[Stated task]: Starting from the line that contains "Exercise. Point out each instance of the dark cloud", reproduce each line exactly through the end of the material, and include no other lines.

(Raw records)
— START —
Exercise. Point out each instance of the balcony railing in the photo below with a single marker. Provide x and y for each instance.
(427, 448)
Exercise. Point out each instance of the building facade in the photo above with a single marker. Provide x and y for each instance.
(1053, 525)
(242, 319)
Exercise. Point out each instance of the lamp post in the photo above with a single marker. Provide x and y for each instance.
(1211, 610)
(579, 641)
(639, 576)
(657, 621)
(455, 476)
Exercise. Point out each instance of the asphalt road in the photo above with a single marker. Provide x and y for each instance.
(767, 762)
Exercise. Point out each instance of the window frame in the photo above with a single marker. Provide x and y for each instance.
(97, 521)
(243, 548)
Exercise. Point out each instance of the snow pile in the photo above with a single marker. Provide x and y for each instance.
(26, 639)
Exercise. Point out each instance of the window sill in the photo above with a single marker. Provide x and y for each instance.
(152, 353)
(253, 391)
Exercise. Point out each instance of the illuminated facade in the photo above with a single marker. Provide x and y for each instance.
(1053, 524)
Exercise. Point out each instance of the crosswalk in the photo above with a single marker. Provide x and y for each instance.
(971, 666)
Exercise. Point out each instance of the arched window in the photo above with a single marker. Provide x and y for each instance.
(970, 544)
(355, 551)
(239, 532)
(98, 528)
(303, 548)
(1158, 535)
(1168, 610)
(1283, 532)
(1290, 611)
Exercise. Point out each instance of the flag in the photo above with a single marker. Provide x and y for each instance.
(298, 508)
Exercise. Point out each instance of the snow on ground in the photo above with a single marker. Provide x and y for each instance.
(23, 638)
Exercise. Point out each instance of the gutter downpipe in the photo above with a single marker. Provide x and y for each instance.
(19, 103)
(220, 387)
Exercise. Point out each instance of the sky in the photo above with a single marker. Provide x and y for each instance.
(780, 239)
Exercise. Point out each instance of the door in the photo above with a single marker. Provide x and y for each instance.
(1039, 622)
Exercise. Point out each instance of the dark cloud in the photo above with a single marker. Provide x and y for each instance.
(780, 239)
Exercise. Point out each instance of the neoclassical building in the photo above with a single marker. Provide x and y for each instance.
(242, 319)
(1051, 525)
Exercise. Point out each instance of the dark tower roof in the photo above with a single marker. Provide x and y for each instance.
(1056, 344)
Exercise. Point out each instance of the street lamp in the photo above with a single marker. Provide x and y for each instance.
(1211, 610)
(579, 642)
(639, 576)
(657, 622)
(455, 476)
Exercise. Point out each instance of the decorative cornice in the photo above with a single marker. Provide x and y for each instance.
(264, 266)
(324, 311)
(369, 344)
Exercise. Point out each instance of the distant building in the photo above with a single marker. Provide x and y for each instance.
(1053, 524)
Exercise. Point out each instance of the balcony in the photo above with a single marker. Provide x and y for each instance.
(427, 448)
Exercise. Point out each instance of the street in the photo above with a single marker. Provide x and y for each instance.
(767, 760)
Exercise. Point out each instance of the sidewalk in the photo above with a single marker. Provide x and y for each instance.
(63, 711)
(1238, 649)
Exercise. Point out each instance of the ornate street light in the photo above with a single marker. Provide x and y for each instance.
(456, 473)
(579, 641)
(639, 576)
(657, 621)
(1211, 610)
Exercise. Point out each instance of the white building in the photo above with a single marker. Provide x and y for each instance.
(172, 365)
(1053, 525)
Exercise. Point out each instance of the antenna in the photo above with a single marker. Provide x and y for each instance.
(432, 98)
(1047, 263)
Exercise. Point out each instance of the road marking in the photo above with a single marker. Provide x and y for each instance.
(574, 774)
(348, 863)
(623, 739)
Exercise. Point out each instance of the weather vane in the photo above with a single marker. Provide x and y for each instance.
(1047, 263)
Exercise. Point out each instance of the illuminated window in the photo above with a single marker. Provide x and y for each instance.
— END —
[Solution to the problem]:
Exercise. Point out each instance of the dark cloud in the photo above with a single marker. Provide x and y for each instance.
(780, 239)
Exercise. Point out each instance of the neoclassical building in the photo above with a single marker. Provide x and y for each instance.
(242, 319)
(1051, 525)
Exercise. Point out each instance of the dark tower roof in the photo above with a single marker. Provide x and y for each instance.
(1056, 344)
Exercise. Point out each instance of the street lamp in the photo above with a single marker. Provide x and y for each instance.
(1211, 610)
(579, 642)
(639, 576)
(657, 622)
(455, 476)
Exercise. Point out each instance of the decorative cornice in the photo above with a single marker. Provide x and y for each instance.
(264, 266)
(324, 311)
(369, 344)
Exercise. Point out each instance of the distant building in the photo above with a single marker. Provide x and y for each instance.
(1053, 524)
Exercise. Point out each instance of the balcony in the photo above with a single marker. Provide x and y for each instance.
(427, 448)
Exercise. Point out each instance of the street in the photo above with a single marker. Provide x and y for each instance.
(767, 760)
Exercise. Point out each instance of the sidewalk in the photo above with a single marker. Provide x and y for each instance.
(63, 711)
(1238, 649)
Exercise. Point out each instance of the ornate street light in the photo above with a single marker. Provide x and y for each instance.
(456, 473)
(579, 641)
(639, 576)
(657, 621)
(1211, 610)
Exercise. Point out each instance of the white building in the photo above with a single marker. Provide x and y for each instance.
(172, 365)
(1053, 525)
Exercise. Point out each instance of the antenna in the photo above with a single marker. Provide x and y for each instance.
(432, 98)
(1047, 263)
Exercise. Point out each instance of the road marking in the photo above with a single marker. Provide x and y for each instance.
(574, 774)
(348, 863)
(623, 739)
Exercise. Point out each instance of the weather vane in the photo above with a single marker. Provide x and y for each instance.
(1047, 263)
Exercise. Point out each instance of the illuminated window in the photo above with a single marker. Provide x and y for each instance.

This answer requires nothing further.